Part 1: Basic 2D Operations using the template

Architecture

The template consists of three source files:

template.cs surface.cs game.cs

The file game.cs is where we will be building our application. Class Game has two methods: void Tick(), which will be executed once per frame, and void Init(), which will be executed precisely once, when the application starts. There is also a single member variable screen, which represents the pixels in the window, as well as basic functionality to operate on these pixels.

This functionality represents the typical game application flow: after initializing the game (loading levels and sounds, setting up the state of the world, etc.) we need to produce a steady flow of frames. Each tick we will want to update the state of the world, and visualize this state. For this course, we will obviously focus on the visualization aspect.

The code that calls the Tick function can be found in template.cs, but we will ignore this for now. Two things are worth mentioning however: the first is that the frame rate is locked at 30 frames per second (fps); the second is that the template constantly monitors your ESC key; hitting it terminates the application.

*DATA SECTION*.
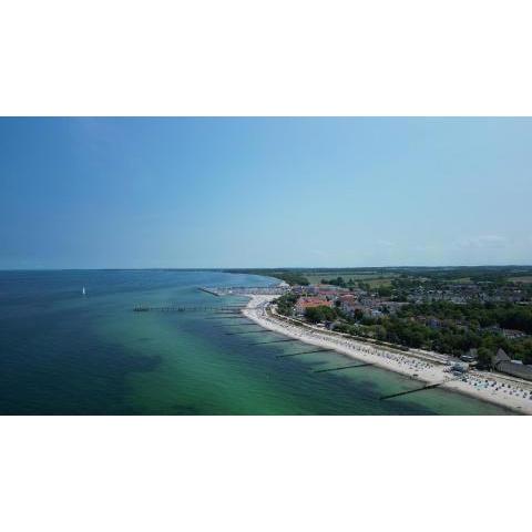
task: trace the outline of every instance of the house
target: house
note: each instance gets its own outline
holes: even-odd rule
[[[526,335],[522,330],[516,329],[502,329],[502,336],[509,339],[524,338]]]
[[[474,362],[479,358],[478,349],[471,348],[466,355],[460,357],[460,360],[464,362]]]
[[[307,308],[314,307],[332,307],[332,301],[321,297],[300,297],[295,305],[296,314],[299,316],[303,316]]]

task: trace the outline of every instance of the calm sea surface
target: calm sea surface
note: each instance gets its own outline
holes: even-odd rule
[[[198,286],[275,279],[217,272],[0,272],[0,415],[501,415],[377,368],[314,374],[352,364],[334,352],[250,332],[212,311],[133,313],[137,304],[223,306]],[[86,296],[82,296],[82,287]],[[241,320],[242,323],[242,320]]]

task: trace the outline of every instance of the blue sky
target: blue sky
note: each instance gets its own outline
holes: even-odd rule
[[[532,264],[530,119],[0,119],[0,268]]]

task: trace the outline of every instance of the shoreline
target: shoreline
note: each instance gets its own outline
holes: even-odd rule
[[[493,374],[472,371],[457,379],[444,369],[449,366],[433,360],[408,355],[402,351],[387,349],[383,346],[371,346],[362,341],[335,335],[315,327],[297,327],[284,323],[273,314],[268,314],[267,305],[277,296],[257,296],[249,294],[249,300],[242,314],[260,327],[296,338],[316,347],[334,349],[350,358],[372,364],[379,368],[401,374],[427,385],[443,382],[440,388],[456,391],[481,401],[491,402],[513,412],[532,415],[532,383],[512,382]],[[444,382],[449,380],[448,382]],[[524,396],[524,397],[523,397]]]

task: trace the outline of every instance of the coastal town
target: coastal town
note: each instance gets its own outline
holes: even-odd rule
[[[244,314],[276,332],[429,385],[421,389],[441,386],[532,413],[532,284],[529,277],[485,277],[408,273],[386,283],[345,275],[309,282],[290,272],[291,283],[283,279],[269,295],[248,293]]]

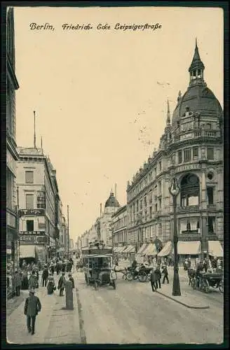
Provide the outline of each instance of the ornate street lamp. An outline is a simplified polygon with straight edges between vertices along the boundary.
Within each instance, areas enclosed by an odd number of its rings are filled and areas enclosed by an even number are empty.
[[[177,197],[180,192],[180,187],[175,178],[172,178],[172,183],[169,188],[169,191],[173,199],[173,217],[174,217],[174,230],[173,230],[173,245],[174,245],[174,274],[172,284],[172,295],[180,296],[180,286],[178,272],[178,254],[177,254]]]

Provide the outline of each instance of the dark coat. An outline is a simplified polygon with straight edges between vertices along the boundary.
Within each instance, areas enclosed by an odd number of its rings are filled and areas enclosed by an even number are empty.
[[[37,286],[37,283],[36,276],[32,274],[29,279],[29,289],[35,289]]]
[[[24,314],[27,316],[36,316],[41,309],[39,298],[34,295],[27,298],[24,307]]]
[[[69,281],[72,281],[72,285],[73,285],[73,289],[74,289],[74,288],[75,288],[74,279],[73,279],[73,277],[69,277]]]
[[[61,276],[58,281],[58,289],[64,288],[67,280],[65,279],[65,276]]]
[[[42,272],[42,278],[43,279],[48,279],[48,269],[44,269]]]

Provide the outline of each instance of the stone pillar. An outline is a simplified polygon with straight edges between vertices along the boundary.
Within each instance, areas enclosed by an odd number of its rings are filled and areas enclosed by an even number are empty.
[[[202,172],[201,183],[200,182],[200,203],[201,203],[201,209],[207,209],[206,174],[205,174],[205,172],[204,169]]]
[[[74,309],[73,285],[71,281],[67,281],[65,285],[65,302],[67,310]]]

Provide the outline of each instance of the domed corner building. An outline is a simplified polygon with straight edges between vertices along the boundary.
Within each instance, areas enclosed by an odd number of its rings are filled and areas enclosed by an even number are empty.
[[[111,216],[121,208],[121,206],[112,191],[104,204],[104,210],[97,223],[97,237],[105,243],[106,246],[112,246]],[[99,225],[99,227],[98,227]]]
[[[172,121],[168,102],[158,149],[127,187],[128,243],[141,250],[156,239],[163,246],[158,255],[165,256],[172,251],[173,206],[168,188],[176,177],[181,261],[188,256],[204,258],[208,251],[211,256],[223,255],[223,111],[204,80],[204,70],[196,40],[187,90],[184,95],[179,92]]]

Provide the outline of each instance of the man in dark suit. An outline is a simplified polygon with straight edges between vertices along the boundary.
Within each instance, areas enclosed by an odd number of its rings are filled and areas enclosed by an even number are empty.
[[[34,289],[29,290],[29,297],[27,298],[24,307],[24,314],[27,316],[27,325],[29,333],[34,334],[36,316],[41,309],[39,298],[34,295]]]

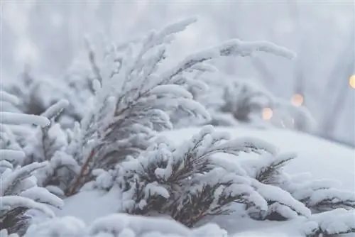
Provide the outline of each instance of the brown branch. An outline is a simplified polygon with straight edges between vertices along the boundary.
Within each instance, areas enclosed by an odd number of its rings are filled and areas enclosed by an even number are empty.
[[[84,177],[85,171],[87,170],[87,167],[89,167],[89,163],[90,162],[91,160],[92,160],[94,155],[95,153],[94,152],[94,150],[92,150],[90,153],[90,155],[89,155],[89,158],[87,158],[84,165],[82,165],[82,168],[80,170],[80,172],[79,173],[79,175],[77,176],[73,184],[67,188],[67,191],[65,192],[65,196],[70,197],[76,194],[77,189],[80,185],[81,181]]]

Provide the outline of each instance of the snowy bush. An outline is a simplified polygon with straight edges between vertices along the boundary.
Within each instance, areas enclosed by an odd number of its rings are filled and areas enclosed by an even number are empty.
[[[169,70],[162,70],[160,65],[168,56],[166,45],[174,34],[195,21],[187,19],[152,31],[141,40],[124,46],[114,45],[104,54],[103,62],[97,63],[95,96],[91,111],[81,121],[76,150],[72,154],[81,168],[67,189],[67,195],[92,180],[94,169],[111,168],[127,155],[136,157],[151,145],[155,131],[171,129],[170,111],[209,119],[204,107],[185,89],[205,87],[195,75],[210,70],[207,61],[247,56],[255,51],[291,55],[287,50],[267,42],[235,40],[192,54]]]
[[[219,157],[251,152],[259,157],[240,162]],[[353,193],[327,186],[329,182],[293,181],[282,167],[294,158],[255,138],[228,140],[227,134],[209,126],[180,146],[158,141],[136,159],[96,172],[91,187],[119,187],[122,211],[168,215],[187,226],[209,216],[230,214],[234,203],[244,205],[253,219],[273,221],[310,218],[325,206],[355,207]]]
[[[0,98],[1,104],[17,102],[16,97],[4,92],[0,92]],[[0,118],[1,140],[13,135],[9,126],[27,123],[45,126],[49,123],[44,117],[4,111],[0,111]],[[33,173],[45,167],[46,162],[33,162],[21,167],[18,164],[25,158],[25,153],[19,146],[16,146],[16,150],[9,150],[11,148],[3,146],[0,150],[0,229],[23,233],[31,218],[28,211],[36,209],[53,216],[53,211],[47,205],[59,208],[62,202],[36,184]]]
[[[195,21],[169,25],[100,52],[89,44],[91,74],[82,81],[84,74],[76,77],[72,72],[67,83],[71,89],[65,87],[56,97],[28,77],[23,98],[42,92],[45,101],[40,96],[25,99],[33,103],[20,109],[40,116],[16,114],[10,106],[16,98],[1,92],[1,237],[14,232],[26,237],[219,236],[225,231],[213,224],[190,227],[233,211],[258,221],[302,216],[308,221],[305,235],[354,231],[347,221],[355,207],[354,194],[336,189],[333,182],[286,174],[283,167],[294,154],[279,154],[256,138],[229,140],[212,126],[180,145],[157,136],[187,116],[194,118],[187,121],[210,121],[209,111],[216,112],[214,121],[218,113],[246,121],[271,101],[276,104],[266,91],[243,82],[229,87],[231,91],[225,97],[216,98],[211,106],[214,111],[204,106],[199,97],[207,87],[199,78],[215,71],[210,60],[257,51],[292,57],[268,42],[233,40],[188,55],[166,70],[162,65],[170,56],[167,46]],[[67,122],[75,121],[72,129],[63,128],[65,116],[71,118]],[[23,128],[9,123],[40,126],[27,128],[26,139],[19,139],[15,131]],[[46,205],[59,208],[60,198],[85,189],[104,192],[114,187],[121,200],[113,211],[121,213],[87,226],[65,216],[45,218],[27,228],[27,220],[40,212],[53,216]],[[336,226],[327,221],[333,214],[339,216]]]
[[[205,92],[188,88],[194,99],[207,108],[211,121],[189,119],[181,114],[174,114],[175,127],[207,123],[233,126],[247,123],[258,127],[276,126],[307,132],[315,128],[315,120],[307,108],[296,107],[278,98],[260,82],[252,79],[230,78],[222,73],[216,74],[214,77],[199,75],[200,79],[208,86]],[[263,112],[267,108],[273,111],[273,116],[271,119],[264,120]]]

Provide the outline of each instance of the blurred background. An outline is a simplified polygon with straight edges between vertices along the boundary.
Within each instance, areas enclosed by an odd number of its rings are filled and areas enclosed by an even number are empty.
[[[353,1],[1,1],[1,13],[2,85],[19,79],[26,65],[59,84],[85,35],[126,41],[190,16],[200,20],[179,34],[170,50],[176,59],[235,38],[287,47],[297,58],[260,54],[217,64],[306,106],[316,135],[355,145]]]

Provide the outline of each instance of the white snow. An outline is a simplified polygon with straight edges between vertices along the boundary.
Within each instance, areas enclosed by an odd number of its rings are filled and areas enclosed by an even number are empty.
[[[161,134],[173,143],[181,143],[198,133],[200,129],[200,128],[186,128],[163,132]],[[285,166],[285,170],[288,173],[293,175],[309,172],[313,178],[316,179],[339,180],[343,183],[343,187],[340,187],[341,189],[354,189],[355,153],[354,149],[310,135],[290,131],[261,130],[248,127],[215,128],[215,131],[221,132],[221,134],[229,133],[232,138],[248,136],[265,140],[279,148],[280,151],[282,152],[295,151],[298,156]],[[229,158],[232,158],[232,159],[240,158],[229,155],[223,155],[221,160],[224,160],[226,165],[228,165],[228,163],[230,163],[230,165],[236,164],[233,160],[229,160]],[[250,154],[246,154],[246,157],[253,158]],[[307,179],[308,177],[307,175],[303,176],[300,177],[300,178]],[[315,185],[316,184],[315,184]],[[118,209],[121,208],[122,199],[121,195],[121,192],[116,189],[113,189],[106,194],[97,191],[84,191],[65,200],[65,205],[63,209],[58,211],[57,215],[78,217],[89,224],[97,218],[117,212]],[[235,208],[238,209],[239,206],[236,205]],[[275,206],[275,208],[285,209],[285,207]],[[300,209],[302,209],[301,206]],[[285,211],[291,214],[288,211],[289,210]],[[328,214],[332,214],[332,213]],[[352,218],[354,215],[351,213],[346,213],[343,216],[344,219],[346,219],[346,217]],[[327,228],[329,230],[341,229],[344,228],[342,225],[347,224],[349,226],[352,221],[350,219],[346,221],[338,221],[337,226],[333,226],[328,223],[329,221],[324,222],[324,218],[322,216],[322,214],[317,214],[311,216],[309,219],[304,216],[298,216],[288,221],[258,221],[241,216],[239,211],[239,214],[232,213],[229,216],[217,216],[205,221],[217,224],[221,228],[226,229],[229,233],[228,236],[231,237],[295,237],[304,236],[305,233],[309,233],[315,228],[318,227]],[[197,236],[200,236],[198,234]],[[202,236],[206,235],[202,234]],[[227,236],[226,234],[225,236]],[[353,235],[348,234],[346,236],[353,236]]]
[[[306,133],[277,128],[258,129],[246,126],[219,127],[217,131],[229,133],[232,138],[255,137],[274,145],[281,153],[295,152],[297,157],[285,170],[291,175],[310,172],[315,179],[337,180],[343,189],[355,192],[355,149]],[[180,143],[200,131],[200,128],[180,129],[161,135]],[[228,155],[223,155],[227,156]],[[231,156],[231,159],[236,159]]]

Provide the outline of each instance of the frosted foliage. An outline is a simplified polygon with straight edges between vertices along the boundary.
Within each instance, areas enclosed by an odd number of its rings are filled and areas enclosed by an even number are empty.
[[[355,232],[355,211],[343,209],[315,214],[305,224],[307,236],[338,236]]]
[[[18,79],[4,86],[6,91],[19,98],[16,106],[18,109],[26,114],[40,115],[65,98],[70,104],[68,109],[58,118],[60,124],[65,128],[72,127],[75,121],[82,118],[87,99],[93,96],[91,85],[93,76],[88,69],[73,63],[72,68],[60,78],[43,78],[30,72],[29,69],[26,69]],[[58,80],[62,83],[57,83]]]
[[[251,215],[257,213],[262,219],[274,211],[287,217],[310,214],[287,192],[261,183],[241,167],[231,169],[217,155],[245,153],[270,158],[276,150],[258,139],[229,140],[227,134],[209,126],[180,146],[158,143],[137,159],[118,165],[114,172],[101,173],[94,187],[107,189],[107,184],[116,183],[124,191],[126,212],[168,214],[188,226],[207,216],[229,214],[233,202],[246,204]]]
[[[89,226],[71,216],[33,225],[24,237],[202,237],[226,231],[207,224],[190,229],[173,220],[116,214],[102,217]]]
[[[152,31],[141,40],[114,43],[106,50],[99,49],[97,53],[88,42],[95,77],[94,97],[76,137],[73,155],[82,169],[67,190],[68,195],[92,180],[94,169],[112,168],[127,155],[138,155],[151,144],[156,131],[173,128],[171,113],[210,120],[205,108],[186,89],[206,87],[196,75],[214,70],[207,63],[210,60],[249,56],[258,51],[293,57],[287,49],[268,42],[232,40],[188,55],[170,69],[161,67],[170,56],[167,46],[175,34],[195,21],[189,18],[173,23],[161,31]],[[104,57],[97,58],[100,55]]]
[[[200,75],[200,80],[208,85],[204,91],[188,87],[194,98],[203,104],[211,115],[211,121],[204,121],[181,118],[175,115],[178,127],[209,123],[214,126],[237,126],[250,123],[257,126],[277,126],[305,131],[316,126],[310,111],[304,106],[295,107],[290,102],[272,94],[266,88],[252,79],[229,78],[222,74],[215,77]],[[266,108],[273,110],[271,119],[263,120]]]
[[[208,216],[232,212],[233,203],[244,206],[252,219],[273,221],[354,208],[354,194],[337,189],[332,181],[290,176],[283,166],[296,155],[278,154],[258,139],[229,140],[228,134],[207,126],[178,146],[163,138],[156,142],[136,159],[95,172],[91,188],[109,190],[118,185],[124,211],[168,215],[187,226]],[[248,153],[257,156],[243,158]],[[231,161],[221,153],[241,159]]]
[[[1,92],[1,101],[9,101],[16,102],[13,96]],[[2,113],[2,112],[1,112]],[[49,121],[42,116],[28,116],[27,114],[18,114],[9,112],[6,114],[3,120],[4,114],[1,114],[1,143],[5,142],[9,145],[9,141],[11,141],[9,138],[13,136],[11,129],[2,123],[13,123],[20,125],[21,123],[35,123],[46,126]],[[12,118],[13,119],[12,119]],[[5,141],[3,138],[6,138]],[[13,139],[14,142],[16,139]],[[16,145],[16,144],[15,144]],[[36,179],[33,173],[38,170],[44,167],[45,162],[32,162],[28,165],[21,167],[21,164],[25,158],[25,153],[19,145],[2,145],[0,150],[1,155],[1,174],[0,179],[0,229],[7,229],[1,231],[1,234],[7,235],[13,232],[21,233],[26,230],[28,225],[29,216],[26,214],[28,210],[36,209],[44,213],[48,216],[53,217],[53,211],[48,207],[48,205],[55,207],[61,207],[62,202],[57,197],[51,194],[43,188],[37,187]],[[17,150],[4,150],[8,148],[16,148]],[[26,218],[25,218],[26,217]]]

*STATED GOAL 1*. According to the passage on the template's architecture, at what rate is the frame rate locked?
*STATED GOAL 2*. Continue the passage on the template's architecture from its last sentence, leaving the records aside.

*FINAL ANSWER 1*. 30 frames per second (fps).

*FINAL ANSWER 2*.
Class Surface

The only member variable of the Game class is of type Surface. The implementation of this class can be found in surface.cs. Instances of Surface own a 1D array of integers, representing the pixels of the surface. Despite the 1D array, a surface typically is 2-dimensional; it has a width and a height. To read a single pixel using an x,y-coordinate, we must thus calculate the correct location in this array:

int location = x + y * width;

Reading a pixel can now be done using

int pixel = screen.pixels[location];

and writing to the pixel is done as follows:

screen.pixels[location] = 255;

A single integer thus represents a color. To understand how this works, it is important to see that an integer actually consists of four bytes: it is a 32-bit value. For colors, we store red, green and blue each in a byte. This leaves us 1 byte (8 bits), which we will not use.

The first byte in the integer can store values of 0...255. These will show up as blue colors.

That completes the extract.